Exercise material:
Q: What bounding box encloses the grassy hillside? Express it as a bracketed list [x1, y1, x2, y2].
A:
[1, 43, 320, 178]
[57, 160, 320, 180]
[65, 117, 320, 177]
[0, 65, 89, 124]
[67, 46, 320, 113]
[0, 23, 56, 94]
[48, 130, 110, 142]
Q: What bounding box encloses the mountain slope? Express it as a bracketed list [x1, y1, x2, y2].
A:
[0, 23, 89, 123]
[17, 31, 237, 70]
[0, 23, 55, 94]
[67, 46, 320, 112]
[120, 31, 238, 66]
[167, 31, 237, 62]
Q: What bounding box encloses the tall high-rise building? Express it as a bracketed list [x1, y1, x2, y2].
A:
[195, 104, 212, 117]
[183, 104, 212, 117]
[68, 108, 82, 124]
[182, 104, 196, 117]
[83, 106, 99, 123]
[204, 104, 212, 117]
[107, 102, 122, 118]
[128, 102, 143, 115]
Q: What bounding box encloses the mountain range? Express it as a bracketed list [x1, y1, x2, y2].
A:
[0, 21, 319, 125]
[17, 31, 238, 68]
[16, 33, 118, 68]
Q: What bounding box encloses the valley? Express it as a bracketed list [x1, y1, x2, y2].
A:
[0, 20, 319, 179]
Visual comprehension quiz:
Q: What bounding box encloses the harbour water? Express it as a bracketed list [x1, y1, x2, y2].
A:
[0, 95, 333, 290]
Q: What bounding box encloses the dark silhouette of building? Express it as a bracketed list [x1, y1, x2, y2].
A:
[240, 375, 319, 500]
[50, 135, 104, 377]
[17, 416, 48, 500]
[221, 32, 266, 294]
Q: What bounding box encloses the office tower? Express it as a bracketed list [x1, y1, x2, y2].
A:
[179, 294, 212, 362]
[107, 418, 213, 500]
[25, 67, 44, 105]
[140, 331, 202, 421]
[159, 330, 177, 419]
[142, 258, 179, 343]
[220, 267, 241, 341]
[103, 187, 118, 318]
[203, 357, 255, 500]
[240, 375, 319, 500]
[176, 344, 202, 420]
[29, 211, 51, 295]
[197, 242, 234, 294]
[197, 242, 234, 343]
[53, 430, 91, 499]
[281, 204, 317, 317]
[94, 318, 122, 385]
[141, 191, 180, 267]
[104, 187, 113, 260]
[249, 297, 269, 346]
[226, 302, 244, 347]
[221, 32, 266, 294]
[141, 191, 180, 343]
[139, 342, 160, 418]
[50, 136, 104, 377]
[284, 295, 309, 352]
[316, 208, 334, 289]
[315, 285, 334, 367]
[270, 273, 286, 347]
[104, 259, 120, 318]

Instructions to follow:
Retype the material word for word, including every line.

Task solution:
Q: What bounding box encloses the grassy hillside? Express it as a bracketed list [x1, y1, x2, y2].
A:
[1, 43, 320, 178]
[57, 160, 320, 180]
[65, 117, 320, 177]
[0, 65, 89, 124]
[67, 46, 320, 113]
[0, 23, 56, 94]
[48, 130, 110, 142]
Q: What bounding box encloses the mountain slope? Express it as a bracketed list [x1, y1, x2, y2].
A:
[0, 23, 89, 123]
[17, 31, 237, 70]
[0, 23, 55, 94]
[67, 46, 320, 112]
[120, 31, 238, 66]
[167, 31, 237, 62]
Q: What bounding box encloses the tall high-rise building? Express it as a bracketed list [x1, y1, x2, y2].
A:
[195, 104, 212, 117]
[183, 104, 212, 117]
[68, 108, 82, 124]
[182, 104, 196, 117]
[83, 106, 99, 123]
[204, 104, 212, 117]
[107, 102, 122, 118]
[128, 102, 143, 115]
Q: What bounding box encloses the mountain range? Express it as a bracketed list [x1, y1, x2, y2].
A:
[0, 21, 319, 125]
[17, 31, 238, 68]
[16, 33, 118, 68]
Q: What bounding box encloses the valley? Express it as a bracketed list [x1, y1, x2, y2].
A:
[0, 20, 319, 179]
Visual comprehension quiz:
Q: What bounding box encloses the harbour water? Express it as a bracketed list [x1, y1, x2, y2].
A:
[0, 95, 333, 290]
Q: What bounding box encloses the dark silhouette of building? Express it as a bracketed list [x1, y1, x2, y2].
A:
[240, 375, 319, 500]
[50, 135, 104, 377]
[17, 416, 48, 500]
[221, 32, 266, 294]
Q: What bounding box encloses the office tower? Express it as a bracketed list [x1, y1, x2, y2].
A:
[179, 294, 212, 362]
[107, 418, 213, 500]
[25, 67, 44, 105]
[140, 331, 202, 421]
[159, 330, 177, 419]
[142, 258, 179, 343]
[220, 267, 241, 341]
[103, 187, 118, 318]
[203, 357, 255, 500]
[240, 375, 319, 500]
[176, 344, 202, 420]
[29, 211, 51, 295]
[197, 242, 234, 294]
[197, 242, 234, 343]
[53, 430, 91, 499]
[281, 204, 317, 317]
[94, 318, 122, 385]
[141, 191, 180, 267]
[104, 187, 113, 260]
[249, 297, 269, 346]
[226, 302, 244, 347]
[221, 32, 266, 294]
[141, 191, 180, 343]
[139, 342, 160, 418]
[50, 136, 104, 377]
[284, 295, 309, 352]
[316, 208, 334, 289]
[315, 285, 334, 367]
[270, 273, 286, 347]
[104, 259, 120, 318]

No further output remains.